## What is asked:
Transcribe verbatim every line from the line containing "post in the photo above." to the end of the entries, including both endpoints. Output nothing beyond those lines.

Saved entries
********

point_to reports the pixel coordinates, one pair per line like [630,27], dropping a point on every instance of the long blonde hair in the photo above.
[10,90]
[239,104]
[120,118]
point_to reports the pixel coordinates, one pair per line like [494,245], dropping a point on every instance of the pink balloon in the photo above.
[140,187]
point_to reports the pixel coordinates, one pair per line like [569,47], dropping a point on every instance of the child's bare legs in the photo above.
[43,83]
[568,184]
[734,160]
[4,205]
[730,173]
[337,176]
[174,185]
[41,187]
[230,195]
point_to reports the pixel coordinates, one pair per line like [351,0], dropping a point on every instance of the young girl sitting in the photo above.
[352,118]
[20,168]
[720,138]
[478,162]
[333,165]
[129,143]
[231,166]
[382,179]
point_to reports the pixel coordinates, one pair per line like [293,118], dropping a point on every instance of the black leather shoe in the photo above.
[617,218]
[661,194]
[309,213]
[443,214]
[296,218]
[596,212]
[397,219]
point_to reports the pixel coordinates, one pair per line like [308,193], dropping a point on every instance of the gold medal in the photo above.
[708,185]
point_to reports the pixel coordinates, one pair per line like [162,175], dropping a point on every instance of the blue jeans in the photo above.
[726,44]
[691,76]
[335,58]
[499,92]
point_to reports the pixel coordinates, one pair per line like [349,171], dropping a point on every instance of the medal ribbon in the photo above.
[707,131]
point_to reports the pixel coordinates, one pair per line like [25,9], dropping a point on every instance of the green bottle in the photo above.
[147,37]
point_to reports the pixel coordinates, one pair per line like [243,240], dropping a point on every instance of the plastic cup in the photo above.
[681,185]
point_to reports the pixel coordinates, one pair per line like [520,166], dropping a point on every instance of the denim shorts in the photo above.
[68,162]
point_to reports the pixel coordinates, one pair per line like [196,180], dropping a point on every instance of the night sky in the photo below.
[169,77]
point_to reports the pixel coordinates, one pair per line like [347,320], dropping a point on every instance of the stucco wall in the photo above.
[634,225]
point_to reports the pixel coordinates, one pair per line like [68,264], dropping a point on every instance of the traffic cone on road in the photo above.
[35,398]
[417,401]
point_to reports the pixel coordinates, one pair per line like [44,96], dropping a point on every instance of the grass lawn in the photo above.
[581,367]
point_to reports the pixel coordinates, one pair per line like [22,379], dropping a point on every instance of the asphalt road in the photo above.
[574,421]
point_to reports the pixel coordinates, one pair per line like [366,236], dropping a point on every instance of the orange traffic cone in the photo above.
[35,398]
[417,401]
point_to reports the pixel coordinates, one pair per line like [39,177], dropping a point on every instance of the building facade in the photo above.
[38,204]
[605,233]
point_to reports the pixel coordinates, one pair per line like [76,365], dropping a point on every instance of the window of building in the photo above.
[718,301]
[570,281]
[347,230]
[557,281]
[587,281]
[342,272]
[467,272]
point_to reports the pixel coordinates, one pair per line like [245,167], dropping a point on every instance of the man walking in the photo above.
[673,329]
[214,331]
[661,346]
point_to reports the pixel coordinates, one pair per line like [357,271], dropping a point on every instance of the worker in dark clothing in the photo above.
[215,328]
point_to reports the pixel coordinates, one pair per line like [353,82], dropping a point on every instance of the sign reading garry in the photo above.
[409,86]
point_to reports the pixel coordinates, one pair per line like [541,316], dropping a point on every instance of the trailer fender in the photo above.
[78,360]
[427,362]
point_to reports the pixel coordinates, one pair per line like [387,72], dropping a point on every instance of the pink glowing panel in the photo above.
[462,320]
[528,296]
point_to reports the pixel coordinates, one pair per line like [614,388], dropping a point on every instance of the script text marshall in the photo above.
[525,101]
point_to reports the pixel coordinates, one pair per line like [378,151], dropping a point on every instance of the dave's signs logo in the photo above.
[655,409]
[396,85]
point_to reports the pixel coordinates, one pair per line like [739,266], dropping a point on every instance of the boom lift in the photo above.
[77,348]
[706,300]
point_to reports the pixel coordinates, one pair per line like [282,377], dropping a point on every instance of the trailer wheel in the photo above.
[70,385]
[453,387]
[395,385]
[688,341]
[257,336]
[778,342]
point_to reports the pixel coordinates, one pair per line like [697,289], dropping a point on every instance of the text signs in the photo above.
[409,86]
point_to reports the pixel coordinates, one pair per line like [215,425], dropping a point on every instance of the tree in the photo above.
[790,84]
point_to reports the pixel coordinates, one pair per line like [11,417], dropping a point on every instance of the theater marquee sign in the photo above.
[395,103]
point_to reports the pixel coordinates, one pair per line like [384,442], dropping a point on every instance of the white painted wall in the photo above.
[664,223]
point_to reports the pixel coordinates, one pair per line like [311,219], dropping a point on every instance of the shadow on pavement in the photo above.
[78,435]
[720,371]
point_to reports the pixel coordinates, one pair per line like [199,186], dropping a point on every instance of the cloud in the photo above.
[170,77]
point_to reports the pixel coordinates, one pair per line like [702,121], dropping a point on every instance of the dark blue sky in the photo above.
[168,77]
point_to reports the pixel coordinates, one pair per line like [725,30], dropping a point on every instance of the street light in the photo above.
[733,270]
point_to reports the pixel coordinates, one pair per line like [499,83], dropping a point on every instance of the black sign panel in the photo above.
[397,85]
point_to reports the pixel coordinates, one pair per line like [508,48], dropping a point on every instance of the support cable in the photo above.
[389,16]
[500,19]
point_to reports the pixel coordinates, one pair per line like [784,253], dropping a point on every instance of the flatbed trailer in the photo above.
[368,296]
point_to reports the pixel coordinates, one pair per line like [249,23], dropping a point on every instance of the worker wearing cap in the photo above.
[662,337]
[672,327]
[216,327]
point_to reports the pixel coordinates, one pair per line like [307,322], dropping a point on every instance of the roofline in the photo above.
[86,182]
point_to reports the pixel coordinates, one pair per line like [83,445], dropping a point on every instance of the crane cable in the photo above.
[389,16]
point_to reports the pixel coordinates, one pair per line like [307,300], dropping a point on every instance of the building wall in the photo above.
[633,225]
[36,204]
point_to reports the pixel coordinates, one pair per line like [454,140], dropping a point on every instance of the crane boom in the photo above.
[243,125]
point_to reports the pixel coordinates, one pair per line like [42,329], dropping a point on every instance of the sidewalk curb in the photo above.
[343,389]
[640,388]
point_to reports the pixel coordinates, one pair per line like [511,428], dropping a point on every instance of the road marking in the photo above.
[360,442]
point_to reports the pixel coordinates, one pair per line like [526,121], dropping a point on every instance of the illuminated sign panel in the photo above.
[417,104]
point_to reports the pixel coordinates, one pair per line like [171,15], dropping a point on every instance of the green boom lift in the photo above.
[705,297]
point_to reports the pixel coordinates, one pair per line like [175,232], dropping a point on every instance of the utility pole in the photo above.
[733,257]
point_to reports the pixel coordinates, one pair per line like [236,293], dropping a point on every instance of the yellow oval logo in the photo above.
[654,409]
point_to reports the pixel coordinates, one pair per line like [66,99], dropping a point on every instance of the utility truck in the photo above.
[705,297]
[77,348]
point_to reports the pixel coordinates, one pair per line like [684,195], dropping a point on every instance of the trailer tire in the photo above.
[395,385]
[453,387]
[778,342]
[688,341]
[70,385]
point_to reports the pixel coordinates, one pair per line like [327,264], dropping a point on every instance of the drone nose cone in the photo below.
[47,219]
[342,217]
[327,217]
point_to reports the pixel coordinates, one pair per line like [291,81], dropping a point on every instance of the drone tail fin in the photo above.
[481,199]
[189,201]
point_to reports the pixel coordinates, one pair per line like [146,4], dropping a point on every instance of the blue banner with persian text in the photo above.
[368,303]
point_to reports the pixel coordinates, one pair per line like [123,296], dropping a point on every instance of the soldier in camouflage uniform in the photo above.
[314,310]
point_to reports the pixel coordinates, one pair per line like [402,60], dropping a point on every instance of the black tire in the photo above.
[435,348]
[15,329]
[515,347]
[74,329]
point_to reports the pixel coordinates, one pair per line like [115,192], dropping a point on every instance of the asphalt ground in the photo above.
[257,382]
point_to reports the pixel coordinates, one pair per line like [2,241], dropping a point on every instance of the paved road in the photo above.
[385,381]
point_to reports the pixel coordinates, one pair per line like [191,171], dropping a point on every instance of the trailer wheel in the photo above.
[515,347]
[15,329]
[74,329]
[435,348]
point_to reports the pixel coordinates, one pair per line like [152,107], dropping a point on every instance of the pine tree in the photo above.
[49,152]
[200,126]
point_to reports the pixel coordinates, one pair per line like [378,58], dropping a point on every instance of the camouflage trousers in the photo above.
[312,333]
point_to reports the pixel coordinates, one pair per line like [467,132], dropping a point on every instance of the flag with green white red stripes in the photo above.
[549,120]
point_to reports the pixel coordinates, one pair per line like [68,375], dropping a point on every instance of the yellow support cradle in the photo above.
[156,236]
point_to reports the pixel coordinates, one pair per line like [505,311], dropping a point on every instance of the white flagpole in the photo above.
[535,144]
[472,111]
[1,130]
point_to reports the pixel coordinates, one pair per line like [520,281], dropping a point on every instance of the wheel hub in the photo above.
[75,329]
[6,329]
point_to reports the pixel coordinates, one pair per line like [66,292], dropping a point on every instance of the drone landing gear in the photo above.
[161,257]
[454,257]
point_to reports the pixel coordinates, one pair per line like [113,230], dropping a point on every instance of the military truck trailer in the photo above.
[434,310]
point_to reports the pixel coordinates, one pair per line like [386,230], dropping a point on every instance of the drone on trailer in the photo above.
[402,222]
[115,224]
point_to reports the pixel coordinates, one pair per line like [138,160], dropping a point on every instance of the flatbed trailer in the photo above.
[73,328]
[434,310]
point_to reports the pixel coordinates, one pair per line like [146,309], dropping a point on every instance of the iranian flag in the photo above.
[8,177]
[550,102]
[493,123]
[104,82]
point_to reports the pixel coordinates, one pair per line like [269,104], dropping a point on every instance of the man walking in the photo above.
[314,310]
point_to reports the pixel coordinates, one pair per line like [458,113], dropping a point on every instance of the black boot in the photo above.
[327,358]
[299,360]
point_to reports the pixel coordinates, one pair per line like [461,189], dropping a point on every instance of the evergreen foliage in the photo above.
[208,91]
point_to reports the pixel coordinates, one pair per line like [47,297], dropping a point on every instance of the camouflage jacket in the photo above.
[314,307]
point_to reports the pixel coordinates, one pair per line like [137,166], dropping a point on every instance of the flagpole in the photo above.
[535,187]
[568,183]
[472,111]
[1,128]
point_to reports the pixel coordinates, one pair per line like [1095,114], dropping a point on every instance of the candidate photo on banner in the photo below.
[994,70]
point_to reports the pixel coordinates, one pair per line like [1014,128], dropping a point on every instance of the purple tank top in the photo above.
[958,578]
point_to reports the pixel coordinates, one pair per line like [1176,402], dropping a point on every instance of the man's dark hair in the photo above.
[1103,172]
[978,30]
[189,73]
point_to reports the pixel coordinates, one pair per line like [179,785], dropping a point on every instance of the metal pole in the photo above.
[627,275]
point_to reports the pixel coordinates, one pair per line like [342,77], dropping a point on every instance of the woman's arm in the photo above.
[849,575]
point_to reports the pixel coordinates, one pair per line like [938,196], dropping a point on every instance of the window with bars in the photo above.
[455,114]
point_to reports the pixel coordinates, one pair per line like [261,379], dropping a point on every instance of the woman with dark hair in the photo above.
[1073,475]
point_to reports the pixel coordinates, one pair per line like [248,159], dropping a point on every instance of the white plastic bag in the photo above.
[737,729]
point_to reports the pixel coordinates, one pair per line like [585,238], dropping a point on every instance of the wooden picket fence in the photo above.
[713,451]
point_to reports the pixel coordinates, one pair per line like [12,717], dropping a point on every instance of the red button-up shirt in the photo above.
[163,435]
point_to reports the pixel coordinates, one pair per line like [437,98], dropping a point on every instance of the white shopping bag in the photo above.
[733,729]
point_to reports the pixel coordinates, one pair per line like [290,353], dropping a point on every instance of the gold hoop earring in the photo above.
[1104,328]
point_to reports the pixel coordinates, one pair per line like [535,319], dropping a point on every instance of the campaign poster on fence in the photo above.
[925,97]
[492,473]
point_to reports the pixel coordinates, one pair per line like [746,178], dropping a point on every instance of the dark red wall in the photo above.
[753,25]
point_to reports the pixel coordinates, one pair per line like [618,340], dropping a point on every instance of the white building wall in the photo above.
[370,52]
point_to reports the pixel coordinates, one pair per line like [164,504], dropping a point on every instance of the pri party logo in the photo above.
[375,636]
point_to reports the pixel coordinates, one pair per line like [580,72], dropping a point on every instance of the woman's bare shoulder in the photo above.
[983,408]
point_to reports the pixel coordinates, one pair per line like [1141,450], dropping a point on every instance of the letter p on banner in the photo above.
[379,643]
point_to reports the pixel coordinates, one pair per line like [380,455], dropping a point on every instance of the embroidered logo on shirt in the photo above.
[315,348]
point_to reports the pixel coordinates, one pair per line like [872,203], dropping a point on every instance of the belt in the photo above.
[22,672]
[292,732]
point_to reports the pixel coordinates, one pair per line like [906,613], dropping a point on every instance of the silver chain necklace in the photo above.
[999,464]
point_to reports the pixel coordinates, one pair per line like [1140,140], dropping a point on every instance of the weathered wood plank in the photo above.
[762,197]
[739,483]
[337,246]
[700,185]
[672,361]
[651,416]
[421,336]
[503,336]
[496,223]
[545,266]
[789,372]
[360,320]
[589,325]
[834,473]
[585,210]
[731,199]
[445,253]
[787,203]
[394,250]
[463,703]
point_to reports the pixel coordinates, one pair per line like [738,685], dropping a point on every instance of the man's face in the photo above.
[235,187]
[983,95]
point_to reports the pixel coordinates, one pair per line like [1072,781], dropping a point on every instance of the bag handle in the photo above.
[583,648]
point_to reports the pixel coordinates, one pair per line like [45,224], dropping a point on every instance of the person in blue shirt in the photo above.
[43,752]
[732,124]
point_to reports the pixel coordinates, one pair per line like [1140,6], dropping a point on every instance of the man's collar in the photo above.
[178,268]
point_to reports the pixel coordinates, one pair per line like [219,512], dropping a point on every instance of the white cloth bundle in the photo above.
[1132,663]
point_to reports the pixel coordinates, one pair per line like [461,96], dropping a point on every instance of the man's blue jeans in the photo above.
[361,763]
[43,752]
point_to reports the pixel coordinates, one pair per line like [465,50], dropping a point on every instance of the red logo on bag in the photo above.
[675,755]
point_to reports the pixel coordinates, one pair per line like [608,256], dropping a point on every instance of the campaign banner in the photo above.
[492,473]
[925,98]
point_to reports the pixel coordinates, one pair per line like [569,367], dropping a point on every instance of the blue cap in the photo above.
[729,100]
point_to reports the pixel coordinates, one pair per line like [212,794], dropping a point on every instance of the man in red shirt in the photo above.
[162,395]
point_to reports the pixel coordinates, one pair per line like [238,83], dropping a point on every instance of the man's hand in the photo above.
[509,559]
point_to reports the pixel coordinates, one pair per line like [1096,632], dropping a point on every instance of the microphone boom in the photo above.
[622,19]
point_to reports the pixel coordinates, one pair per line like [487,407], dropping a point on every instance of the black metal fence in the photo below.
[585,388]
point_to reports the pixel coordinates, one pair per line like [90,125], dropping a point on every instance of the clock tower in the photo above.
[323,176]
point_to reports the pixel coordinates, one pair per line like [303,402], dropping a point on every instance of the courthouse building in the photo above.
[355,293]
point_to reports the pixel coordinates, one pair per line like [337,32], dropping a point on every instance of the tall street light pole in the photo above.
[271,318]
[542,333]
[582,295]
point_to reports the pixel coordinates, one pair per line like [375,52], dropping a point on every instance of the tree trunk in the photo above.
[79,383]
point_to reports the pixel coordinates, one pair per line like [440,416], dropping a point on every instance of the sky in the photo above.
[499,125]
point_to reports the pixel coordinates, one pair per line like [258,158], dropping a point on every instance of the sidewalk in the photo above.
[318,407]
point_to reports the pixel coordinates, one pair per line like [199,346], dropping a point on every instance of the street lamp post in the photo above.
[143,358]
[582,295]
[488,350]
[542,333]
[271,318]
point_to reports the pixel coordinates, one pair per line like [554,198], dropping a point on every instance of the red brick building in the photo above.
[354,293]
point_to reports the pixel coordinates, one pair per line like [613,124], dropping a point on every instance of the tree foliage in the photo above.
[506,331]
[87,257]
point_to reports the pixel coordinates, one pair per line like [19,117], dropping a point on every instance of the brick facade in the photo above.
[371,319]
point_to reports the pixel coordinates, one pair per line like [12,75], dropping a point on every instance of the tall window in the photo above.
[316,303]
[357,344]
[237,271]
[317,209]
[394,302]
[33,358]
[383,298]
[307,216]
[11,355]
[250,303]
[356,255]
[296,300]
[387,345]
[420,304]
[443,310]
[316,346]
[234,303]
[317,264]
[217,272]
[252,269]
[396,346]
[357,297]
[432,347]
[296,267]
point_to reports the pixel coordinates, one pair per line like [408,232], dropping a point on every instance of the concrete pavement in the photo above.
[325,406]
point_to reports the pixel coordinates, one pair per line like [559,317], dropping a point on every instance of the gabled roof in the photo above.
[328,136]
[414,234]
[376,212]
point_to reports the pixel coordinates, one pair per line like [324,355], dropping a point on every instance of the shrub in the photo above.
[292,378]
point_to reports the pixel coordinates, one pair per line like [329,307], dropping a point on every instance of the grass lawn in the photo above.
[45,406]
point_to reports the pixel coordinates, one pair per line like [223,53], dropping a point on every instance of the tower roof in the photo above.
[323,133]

********

## Expected answer:
point_to reports the pixel coordinates, one pair per line like [199,346], dropping a point on every instance of the street lamp post in the photo above.
[143,358]
[582,295]
[488,350]
[542,333]
[271,318]
point_to reports the pixel coordinates, one pair per line like [554,198], dropping a point on every instance of the red brick building in the photo above.
[354,293]
point_to reports the pixel coordinates, one pair per line like [613,124], dropping a point on every instance of the tree foliage in the photo above.
[506,331]
[87,257]
point_to reports the pixel coordinates, one pair per line like [19,117], dropping a point on every instance of the brick facade in the photo above.
[371,319]
point_to reports the pixel coordinates, one pair per line like [12,75], dropping a point on every instance of the tall window in the photo above.
[316,303]
[357,344]
[237,271]
[317,209]
[394,302]
[33,358]
[383,298]
[307,216]
[11,355]
[250,303]
[356,255]
[296,300]
[387,345]
[420,304]
[443,310]
[316,346]
[234,303]
[317,264]
[217,272]
[252,269]
[396,346]
[357,297]
[432,347]
[296,267]
point_to reports the pixel coordinates, one pair per line like [408,232], dropping a point on every instance of the concrete pavement in the photo above.
[325,406]
point_to reports the pixel coordinates, one pair per line like [559,317], dropping a point on every instance of the gabled roof in the photo above.
[328,136]
[414,234]
[376,212]
point_to reports the pixel coordinates, one pair per line like [324,355], dropping a point on every instance of the shrub in the photo above.
[292,378]
point_to reports the pixel coordinates, one pair per line like [329,307], dropping a point on every instance of the grass lawn in the photo above.
[45,406]
point_to reports the pixel coordinates, one pair per line like [223,53], dropping a point on every instance of the tower roof in the photo above.
[323,133]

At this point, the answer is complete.